Excerto
----------------

As redes sociais foram invadidas em força pelo "Portugalnomics: Ep.1" (pelos vistos tem continuação) que posteriormente desaguou nos media tradicionais. A peça gráfica que presumo se pretendesse leve e bem humorada, foi levada a sério por muita gente.
Muitos aspectos deste vídeo fizeram-me lembrar a experiência que tive com alguns estudantes escoceses de Erasmus, que se gabavam da contribuição que os escoceses deram ao mundo, desde o golfe, da televisão, do telefone, da máquina a vapor, da penicilina. Em suma, os escoceses tinham inventado quase tudo. Este tipo de mitologia faz parte do meme cultural dos povos.
As referências a Cascais e ao Estoril são exageradas, embora tal fosse de esperar tendo em conta o patrocinador. O vídeo está engraçado. Pelos vistos, as pessoas que se preocupam muito com essa coisa dos "factos" não demonstram sentido de humor. Mas ia lá eu perder a oportunidade de estragar a diversão dos outros. Aquilo tem tantos erros que até dá para escolher os favoritos.
A origem da palavra japonesa "arigatō".
Já tinha tido esta discussão com um conhecido meu. Este é um erro bastante comum e até existem livros editados que fazem referência a este mito, que estudos posteriores vieram a desmentir.
Esta palavra já existia antes dos portugueses chegarem ao Japão.
Arigatō (有り難う, embora também possa ser escrito em hiragana ありがとう) deriva do adjectivo arigatai, uma variação moderna de arigatashi (有り難し) que por sua vez é composto pelo verbo ari (有り, ser) e pelo adjectivo katashi (難い, difícil). A acepção é a de algo como "o mais difícil" ou "coisa rara", no sentido de algo que merece ser agradecido. Não existe nenhuma relação com o português "obrigado", que tem o mesmo significado.
Existem contudo dezenas de palavras japonesas com origem no português, que são chamadas de garaigo (palavras emprestadas) e são sempre escritas em katakana ou romaji. A minha favorita é pan (パン, pão).
O primeiro país no mundo a abolir a pena de morte.
Este é outro dos mitos bastante divulgados. A primeira vez que a pena de morte foi abolida foi na China, entre 747 e 759, durante a dinastia Tang. Mais tarde, devido à influência dos sacerdotes xintoístas, a pena capital foi abolida no Japão em 818, sendo reintroduzida em 1156.

----------------

[Alguns registos]
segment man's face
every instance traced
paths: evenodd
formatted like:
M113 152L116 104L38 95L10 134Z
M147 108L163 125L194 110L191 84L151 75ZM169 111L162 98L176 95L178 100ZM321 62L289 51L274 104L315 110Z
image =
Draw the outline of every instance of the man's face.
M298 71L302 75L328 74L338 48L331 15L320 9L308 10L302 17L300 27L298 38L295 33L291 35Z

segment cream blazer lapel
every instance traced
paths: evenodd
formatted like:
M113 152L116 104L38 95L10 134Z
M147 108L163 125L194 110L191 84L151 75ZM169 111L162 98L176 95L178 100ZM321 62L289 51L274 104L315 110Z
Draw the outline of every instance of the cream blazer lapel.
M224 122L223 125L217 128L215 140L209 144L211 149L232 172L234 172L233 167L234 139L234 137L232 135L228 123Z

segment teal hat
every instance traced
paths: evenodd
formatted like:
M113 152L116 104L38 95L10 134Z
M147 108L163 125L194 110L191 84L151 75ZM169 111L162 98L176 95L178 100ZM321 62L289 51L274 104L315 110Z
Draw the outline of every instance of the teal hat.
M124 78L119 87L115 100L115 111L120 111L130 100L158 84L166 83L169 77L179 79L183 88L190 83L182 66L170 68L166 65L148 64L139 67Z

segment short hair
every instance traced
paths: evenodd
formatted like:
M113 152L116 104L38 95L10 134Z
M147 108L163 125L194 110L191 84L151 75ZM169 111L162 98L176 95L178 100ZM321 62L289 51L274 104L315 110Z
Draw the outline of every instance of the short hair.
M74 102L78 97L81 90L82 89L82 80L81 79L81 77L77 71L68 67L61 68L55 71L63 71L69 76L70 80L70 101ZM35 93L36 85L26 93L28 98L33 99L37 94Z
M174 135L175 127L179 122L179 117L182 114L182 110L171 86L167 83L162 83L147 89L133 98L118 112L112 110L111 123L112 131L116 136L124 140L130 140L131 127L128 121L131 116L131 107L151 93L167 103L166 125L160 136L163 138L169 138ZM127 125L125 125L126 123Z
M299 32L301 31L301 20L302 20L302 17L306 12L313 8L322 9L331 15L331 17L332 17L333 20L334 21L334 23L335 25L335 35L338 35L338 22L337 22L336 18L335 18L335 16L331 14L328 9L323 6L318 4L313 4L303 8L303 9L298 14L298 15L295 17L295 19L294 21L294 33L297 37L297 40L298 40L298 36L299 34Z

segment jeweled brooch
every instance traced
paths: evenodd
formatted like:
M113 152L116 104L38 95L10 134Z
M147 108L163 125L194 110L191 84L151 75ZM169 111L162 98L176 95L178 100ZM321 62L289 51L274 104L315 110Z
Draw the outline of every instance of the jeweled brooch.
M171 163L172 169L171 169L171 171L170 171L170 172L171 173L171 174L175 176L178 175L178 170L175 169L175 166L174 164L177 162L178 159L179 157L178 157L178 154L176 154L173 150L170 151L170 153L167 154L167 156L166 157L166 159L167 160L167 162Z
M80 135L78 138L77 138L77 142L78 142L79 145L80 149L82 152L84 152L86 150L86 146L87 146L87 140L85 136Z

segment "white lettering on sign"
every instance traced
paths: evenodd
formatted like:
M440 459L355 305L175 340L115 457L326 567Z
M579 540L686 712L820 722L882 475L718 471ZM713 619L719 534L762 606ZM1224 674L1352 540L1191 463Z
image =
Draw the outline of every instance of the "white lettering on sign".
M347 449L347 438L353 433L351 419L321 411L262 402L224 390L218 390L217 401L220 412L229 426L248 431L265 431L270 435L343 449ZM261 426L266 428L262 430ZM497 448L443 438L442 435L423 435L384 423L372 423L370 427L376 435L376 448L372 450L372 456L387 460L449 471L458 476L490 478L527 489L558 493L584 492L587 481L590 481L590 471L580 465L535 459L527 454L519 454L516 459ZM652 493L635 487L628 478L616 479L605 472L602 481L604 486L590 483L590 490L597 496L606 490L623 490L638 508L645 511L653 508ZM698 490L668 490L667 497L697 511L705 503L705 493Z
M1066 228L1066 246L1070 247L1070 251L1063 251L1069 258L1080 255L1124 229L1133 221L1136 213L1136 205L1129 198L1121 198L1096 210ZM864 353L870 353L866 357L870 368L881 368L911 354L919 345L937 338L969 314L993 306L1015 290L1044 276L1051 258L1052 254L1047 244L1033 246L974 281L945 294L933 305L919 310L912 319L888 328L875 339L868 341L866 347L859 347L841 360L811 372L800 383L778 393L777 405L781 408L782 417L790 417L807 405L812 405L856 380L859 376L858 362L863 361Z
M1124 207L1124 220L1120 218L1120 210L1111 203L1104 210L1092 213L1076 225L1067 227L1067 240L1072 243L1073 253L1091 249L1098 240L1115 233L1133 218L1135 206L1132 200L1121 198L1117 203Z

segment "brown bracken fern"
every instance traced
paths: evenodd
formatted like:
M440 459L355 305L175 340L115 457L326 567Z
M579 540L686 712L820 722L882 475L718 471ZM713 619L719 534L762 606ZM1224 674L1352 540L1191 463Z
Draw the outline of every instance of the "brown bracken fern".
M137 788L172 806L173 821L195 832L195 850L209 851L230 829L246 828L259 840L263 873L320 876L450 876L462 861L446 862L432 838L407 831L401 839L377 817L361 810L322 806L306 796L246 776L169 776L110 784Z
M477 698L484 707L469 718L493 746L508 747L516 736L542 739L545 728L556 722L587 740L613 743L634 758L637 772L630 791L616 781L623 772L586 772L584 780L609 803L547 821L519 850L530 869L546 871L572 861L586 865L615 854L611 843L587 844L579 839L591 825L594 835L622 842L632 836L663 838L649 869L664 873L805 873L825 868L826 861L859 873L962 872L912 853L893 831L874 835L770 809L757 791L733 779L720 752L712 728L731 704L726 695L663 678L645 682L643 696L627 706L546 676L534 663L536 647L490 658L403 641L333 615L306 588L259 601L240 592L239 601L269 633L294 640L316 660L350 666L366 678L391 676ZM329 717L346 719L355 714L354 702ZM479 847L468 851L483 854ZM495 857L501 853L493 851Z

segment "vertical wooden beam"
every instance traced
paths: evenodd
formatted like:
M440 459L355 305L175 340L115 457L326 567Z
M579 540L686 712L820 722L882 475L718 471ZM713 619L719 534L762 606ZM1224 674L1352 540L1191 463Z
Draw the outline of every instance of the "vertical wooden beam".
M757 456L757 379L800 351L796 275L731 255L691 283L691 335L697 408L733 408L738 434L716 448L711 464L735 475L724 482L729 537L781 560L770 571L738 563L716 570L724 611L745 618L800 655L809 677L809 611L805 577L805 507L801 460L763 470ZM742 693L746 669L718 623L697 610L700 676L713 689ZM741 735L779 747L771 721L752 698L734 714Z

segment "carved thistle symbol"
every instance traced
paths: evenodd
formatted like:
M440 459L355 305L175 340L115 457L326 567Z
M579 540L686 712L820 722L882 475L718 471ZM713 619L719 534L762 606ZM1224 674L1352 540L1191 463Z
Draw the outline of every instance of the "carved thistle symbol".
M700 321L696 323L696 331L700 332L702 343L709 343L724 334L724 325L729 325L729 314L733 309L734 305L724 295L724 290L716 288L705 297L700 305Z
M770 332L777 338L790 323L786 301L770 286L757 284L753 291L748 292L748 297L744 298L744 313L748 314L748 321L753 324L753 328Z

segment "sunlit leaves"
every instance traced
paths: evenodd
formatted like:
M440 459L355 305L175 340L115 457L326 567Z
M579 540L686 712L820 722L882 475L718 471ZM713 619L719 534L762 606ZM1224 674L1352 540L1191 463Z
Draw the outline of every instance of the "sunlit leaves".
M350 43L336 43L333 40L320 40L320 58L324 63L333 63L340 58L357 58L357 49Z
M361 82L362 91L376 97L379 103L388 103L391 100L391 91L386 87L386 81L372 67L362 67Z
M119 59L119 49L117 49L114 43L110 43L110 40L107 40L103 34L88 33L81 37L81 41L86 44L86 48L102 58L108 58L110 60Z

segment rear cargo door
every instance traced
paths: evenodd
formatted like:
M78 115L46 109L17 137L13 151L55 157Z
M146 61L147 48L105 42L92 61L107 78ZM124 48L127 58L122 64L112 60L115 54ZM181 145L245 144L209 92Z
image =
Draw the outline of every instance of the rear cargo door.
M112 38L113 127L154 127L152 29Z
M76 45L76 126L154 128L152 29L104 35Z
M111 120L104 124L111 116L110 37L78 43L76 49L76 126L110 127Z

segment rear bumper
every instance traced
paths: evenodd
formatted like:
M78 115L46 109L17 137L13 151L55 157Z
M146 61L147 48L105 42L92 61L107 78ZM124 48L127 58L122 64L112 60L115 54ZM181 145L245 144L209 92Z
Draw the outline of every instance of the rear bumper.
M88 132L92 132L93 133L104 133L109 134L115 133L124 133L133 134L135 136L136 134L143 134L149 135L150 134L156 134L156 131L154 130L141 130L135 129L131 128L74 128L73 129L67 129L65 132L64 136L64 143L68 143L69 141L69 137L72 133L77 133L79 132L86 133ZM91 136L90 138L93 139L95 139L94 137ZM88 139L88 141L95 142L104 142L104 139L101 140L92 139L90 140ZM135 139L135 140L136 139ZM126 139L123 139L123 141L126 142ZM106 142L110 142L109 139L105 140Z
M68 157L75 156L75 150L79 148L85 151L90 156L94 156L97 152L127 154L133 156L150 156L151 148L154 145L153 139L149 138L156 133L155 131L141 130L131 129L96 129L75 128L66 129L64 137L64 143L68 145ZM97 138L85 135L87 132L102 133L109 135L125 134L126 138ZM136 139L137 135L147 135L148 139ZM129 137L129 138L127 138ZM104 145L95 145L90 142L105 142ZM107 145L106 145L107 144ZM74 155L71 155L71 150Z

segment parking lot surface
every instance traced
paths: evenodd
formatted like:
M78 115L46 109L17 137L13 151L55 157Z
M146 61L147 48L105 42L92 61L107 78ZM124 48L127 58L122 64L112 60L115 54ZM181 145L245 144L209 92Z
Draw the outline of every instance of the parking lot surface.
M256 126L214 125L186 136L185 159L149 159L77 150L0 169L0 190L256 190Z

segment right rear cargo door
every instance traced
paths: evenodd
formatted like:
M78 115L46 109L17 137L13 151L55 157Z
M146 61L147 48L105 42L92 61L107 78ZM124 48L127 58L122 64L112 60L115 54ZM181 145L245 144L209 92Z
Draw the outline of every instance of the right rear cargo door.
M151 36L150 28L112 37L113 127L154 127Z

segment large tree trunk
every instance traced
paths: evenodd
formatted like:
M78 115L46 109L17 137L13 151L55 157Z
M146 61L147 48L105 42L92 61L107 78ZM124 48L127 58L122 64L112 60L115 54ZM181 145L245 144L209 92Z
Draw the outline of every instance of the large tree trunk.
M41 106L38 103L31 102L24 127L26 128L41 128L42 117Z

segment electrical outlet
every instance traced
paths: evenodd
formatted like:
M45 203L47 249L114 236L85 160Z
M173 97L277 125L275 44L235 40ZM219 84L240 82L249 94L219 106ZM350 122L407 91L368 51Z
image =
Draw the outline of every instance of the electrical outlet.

----------------

Instruções do exercício
1. Apresente como lista JSON de strings, uma por linha e sem as linhas em branco, as linhas dos registos desde o seu início até à linha que contém "M124 78L119 87L115", ambas incluídas.
2. Prossiga o texto sobre o Portugalnomics a partir do ponto em que termina.
O texto sobre o Portugalnomics e os registos não têm qualquer relação entre si.

Tarefas resolvidas
1.
[
  "segment man's face",
  "every instance traced",
  "paths: evenodd",
  "formatted like:",
  "M113 152L116 104L38 95L10 134Z",
  "M147 108L163 125L194 110L191 84L151 75ZM169 111L162 98L176 95L178 100ZM321 62L289 51L274 104L315 110Z",
  "image =",
  "Draw the outline of every instance of the man's face.",
  "M298 71L302 75L328 74L338 48L331 15L320 9L308 10L302 17L300 27L298 38L295 33L291 35Z",
  "segment cream blazer lapel",
  "every instance traced",
  "paths: evenodd",
  "formatted like:",
  "M113 152L116 104L38 95L10 134Z",
  "M147 108L163 125L194 110L191 84L151 75ZM169 111L162 98L176 95L178 100ZM321 62L289 51L274 104L315 110Z",
  "Draw the outline of every instance of the cream blazer lapel.",
  "M224 122L223 125L217 128L215 140L209 144L211 149L232 172L234 172L233 167L234 139L234 137L232 135L228 123Z",
  "segment teal hat",
  "every instance traced",
  "paths: evenodd",
  "formatted like:",
  "M113 152L116 104L38 95L10 134Z",
  "M147 108L163 125L194 110L191 84L151 75ZM169 111L162 98L176 95L178 100ZM321 62L289 51L274 104L315 110Z",
  "Draw the outline of every instance of the teal hat.",
  "M124 78L119 87L115 100L115 111L120 111L130 100L158 84L166 83L169 77L179 79L183 88L190 83L182 66L170 68L166 65L148 64L139 67Z"
]

2.
No ocidente, Leopoldo II de Habsburgo, aboliu a pena de morte no Grão-Ducado da Toscana em 30 de Novembro de 1786. A República Romana, um estado que existiu apenas durante o ano de 1849, após o Papa ter fugido de uma revolta popular, aboliu a pena capital durante a sua curta existência. Este último movimento veio a inspirar a abolição na Venezuela, em 1863, e em São Marino, em 1865. A última execução em São Marino tinha sido em 1468.
Portugal aboliu a pena de morte em 1867, após ter tentado por duas vezes, sem sucesso, em 1852 e 1863. Iriam passar cerca de cem anos até que o próximo país, neste caso o Reino Unido, abolisse a pena capital. Talvez o mito esteja relacionado com isso.
Aquilo que roubámos a árabes e judeus e não queremos admitir.
A vela latina é possivelmente de origem romana, e a sua difusão entre nós deve-se aos árabes do Mediterrâneo, que a adoptaram após a conquista do Egipto e do Magrebe. Portugal conquistou os Algarves (do árabe الغرب al gharb, o ocidente) e acedeu a este e a outro tipo de tecnologias, que mais tarde a historiografia tentou apagar dos seus verdadeiros donos.
O "maritime compass" referido no vídeo deve ser a bússola marítima. Em inglês designa-se por dry compass. Talvez seja um problema de léxico. Não convém traduzir as coisas por afinidade.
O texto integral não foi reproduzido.